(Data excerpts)
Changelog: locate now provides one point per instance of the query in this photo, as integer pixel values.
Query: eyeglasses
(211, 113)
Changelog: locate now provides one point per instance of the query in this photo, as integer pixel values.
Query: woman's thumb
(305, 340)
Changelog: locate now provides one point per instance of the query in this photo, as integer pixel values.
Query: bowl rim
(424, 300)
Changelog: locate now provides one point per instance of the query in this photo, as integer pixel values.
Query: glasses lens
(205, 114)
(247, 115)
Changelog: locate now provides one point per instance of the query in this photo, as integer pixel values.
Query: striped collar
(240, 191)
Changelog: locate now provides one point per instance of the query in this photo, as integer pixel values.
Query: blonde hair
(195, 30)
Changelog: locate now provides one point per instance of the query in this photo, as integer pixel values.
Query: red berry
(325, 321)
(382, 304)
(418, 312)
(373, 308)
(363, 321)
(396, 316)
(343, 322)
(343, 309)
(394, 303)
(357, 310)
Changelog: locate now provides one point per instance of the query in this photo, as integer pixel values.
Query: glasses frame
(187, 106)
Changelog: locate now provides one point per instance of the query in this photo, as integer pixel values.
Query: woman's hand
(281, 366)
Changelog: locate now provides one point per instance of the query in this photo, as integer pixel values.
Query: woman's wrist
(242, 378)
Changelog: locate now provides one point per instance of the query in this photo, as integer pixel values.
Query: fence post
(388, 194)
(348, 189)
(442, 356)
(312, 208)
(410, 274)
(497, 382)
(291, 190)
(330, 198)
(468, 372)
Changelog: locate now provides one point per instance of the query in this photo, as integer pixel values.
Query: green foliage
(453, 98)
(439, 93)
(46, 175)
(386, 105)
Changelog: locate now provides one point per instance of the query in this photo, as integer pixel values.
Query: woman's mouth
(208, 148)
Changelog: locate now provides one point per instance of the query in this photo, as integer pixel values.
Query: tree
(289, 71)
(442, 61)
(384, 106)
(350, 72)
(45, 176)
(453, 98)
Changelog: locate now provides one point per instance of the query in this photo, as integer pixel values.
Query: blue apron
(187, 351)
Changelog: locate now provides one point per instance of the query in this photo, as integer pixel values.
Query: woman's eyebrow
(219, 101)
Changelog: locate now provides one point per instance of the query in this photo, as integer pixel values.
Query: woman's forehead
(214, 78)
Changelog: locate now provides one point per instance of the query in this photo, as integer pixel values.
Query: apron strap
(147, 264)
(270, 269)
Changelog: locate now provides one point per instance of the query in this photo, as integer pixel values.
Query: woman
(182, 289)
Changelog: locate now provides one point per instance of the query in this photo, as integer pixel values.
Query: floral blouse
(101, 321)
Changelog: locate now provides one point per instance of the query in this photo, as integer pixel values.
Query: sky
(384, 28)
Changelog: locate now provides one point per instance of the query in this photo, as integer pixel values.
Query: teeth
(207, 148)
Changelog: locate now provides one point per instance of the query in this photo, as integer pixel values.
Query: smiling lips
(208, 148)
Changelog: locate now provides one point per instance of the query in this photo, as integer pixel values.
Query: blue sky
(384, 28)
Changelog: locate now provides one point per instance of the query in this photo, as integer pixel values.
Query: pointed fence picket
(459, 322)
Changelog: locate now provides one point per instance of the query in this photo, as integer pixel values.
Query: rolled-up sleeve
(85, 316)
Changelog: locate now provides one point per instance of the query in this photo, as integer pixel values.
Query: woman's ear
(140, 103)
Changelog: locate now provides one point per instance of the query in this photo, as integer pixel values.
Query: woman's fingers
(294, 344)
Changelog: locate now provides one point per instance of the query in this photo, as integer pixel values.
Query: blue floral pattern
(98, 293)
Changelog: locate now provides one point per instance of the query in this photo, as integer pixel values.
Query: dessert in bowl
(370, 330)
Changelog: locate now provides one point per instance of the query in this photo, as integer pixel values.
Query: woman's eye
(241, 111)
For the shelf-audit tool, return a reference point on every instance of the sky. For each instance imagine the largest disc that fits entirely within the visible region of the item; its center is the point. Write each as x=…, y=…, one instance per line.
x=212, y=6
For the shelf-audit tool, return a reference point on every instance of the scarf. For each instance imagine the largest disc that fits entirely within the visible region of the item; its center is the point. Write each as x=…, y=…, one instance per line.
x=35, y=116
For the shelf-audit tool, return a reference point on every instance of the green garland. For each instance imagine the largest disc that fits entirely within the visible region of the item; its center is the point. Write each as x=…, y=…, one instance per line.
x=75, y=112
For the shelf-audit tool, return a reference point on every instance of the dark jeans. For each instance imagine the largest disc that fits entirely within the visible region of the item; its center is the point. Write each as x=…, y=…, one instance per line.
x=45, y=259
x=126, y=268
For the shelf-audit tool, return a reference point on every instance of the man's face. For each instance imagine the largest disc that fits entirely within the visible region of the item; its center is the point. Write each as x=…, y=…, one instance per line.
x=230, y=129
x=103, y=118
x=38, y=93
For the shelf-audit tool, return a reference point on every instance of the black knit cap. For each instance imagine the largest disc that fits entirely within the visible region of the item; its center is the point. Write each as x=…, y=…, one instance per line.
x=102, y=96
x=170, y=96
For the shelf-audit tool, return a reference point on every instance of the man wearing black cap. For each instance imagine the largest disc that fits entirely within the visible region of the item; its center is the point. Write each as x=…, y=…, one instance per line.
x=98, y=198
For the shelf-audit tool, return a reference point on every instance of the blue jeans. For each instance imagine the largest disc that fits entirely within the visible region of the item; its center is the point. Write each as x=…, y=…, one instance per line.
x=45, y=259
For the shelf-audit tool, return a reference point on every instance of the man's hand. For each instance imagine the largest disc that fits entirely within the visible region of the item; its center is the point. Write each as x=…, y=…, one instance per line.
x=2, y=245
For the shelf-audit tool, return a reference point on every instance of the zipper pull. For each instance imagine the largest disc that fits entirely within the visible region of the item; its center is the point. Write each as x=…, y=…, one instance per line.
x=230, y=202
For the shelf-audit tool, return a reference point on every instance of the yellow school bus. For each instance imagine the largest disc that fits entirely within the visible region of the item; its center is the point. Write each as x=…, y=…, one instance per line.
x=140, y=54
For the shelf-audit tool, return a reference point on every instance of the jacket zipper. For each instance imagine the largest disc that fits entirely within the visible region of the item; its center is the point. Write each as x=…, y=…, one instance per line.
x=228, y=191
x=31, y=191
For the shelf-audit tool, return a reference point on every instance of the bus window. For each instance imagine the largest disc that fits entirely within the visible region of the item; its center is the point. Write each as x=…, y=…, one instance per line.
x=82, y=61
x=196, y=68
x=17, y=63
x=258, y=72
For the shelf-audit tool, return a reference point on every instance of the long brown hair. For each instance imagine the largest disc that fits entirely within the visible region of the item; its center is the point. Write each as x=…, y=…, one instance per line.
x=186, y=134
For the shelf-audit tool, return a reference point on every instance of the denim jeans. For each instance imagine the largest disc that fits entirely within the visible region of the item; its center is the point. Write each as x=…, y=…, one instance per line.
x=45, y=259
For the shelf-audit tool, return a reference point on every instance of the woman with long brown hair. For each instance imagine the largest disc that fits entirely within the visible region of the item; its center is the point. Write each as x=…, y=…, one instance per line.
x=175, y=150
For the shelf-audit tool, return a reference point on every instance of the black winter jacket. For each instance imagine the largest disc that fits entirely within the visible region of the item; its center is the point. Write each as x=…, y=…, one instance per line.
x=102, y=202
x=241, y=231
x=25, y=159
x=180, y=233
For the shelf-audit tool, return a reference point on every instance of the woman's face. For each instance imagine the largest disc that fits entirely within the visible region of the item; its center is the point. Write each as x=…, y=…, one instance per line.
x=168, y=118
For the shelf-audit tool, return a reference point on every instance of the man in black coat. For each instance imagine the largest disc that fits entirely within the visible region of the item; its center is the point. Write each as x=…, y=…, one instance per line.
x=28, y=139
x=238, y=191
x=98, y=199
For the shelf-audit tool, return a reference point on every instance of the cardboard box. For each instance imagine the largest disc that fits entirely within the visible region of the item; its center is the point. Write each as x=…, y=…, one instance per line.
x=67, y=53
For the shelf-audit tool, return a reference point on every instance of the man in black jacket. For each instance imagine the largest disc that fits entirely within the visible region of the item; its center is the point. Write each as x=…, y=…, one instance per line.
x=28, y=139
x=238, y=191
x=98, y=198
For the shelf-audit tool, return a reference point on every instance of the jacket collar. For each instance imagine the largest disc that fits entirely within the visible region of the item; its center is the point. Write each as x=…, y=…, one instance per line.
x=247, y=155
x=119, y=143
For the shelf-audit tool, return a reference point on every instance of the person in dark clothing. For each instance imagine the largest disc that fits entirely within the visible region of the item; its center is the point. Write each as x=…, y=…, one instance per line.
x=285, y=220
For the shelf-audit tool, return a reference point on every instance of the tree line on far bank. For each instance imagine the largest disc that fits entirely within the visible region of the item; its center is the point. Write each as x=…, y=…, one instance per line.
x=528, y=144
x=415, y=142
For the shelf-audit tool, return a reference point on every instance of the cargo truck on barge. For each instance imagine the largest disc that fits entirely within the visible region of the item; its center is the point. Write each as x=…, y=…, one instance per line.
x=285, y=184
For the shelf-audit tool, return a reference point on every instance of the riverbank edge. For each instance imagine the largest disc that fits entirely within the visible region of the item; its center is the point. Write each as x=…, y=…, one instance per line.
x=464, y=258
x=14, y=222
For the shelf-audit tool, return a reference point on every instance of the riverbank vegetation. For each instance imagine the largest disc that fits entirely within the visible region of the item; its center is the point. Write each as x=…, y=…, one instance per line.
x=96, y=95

[Exercise details] Having located the line containing "the riverbank vegetation.", set it down along with every line after it through the end of the data, reproducing each exactly.

[Task answer]
For the shelf-audit tool, return a reference point on every instance of the riverbank vegetation. For each instance imagine the largest disc that fits entirely within the visible region of the item; its center is the point. Write each as x=…, y=…, one instance per line.
x=96, y=95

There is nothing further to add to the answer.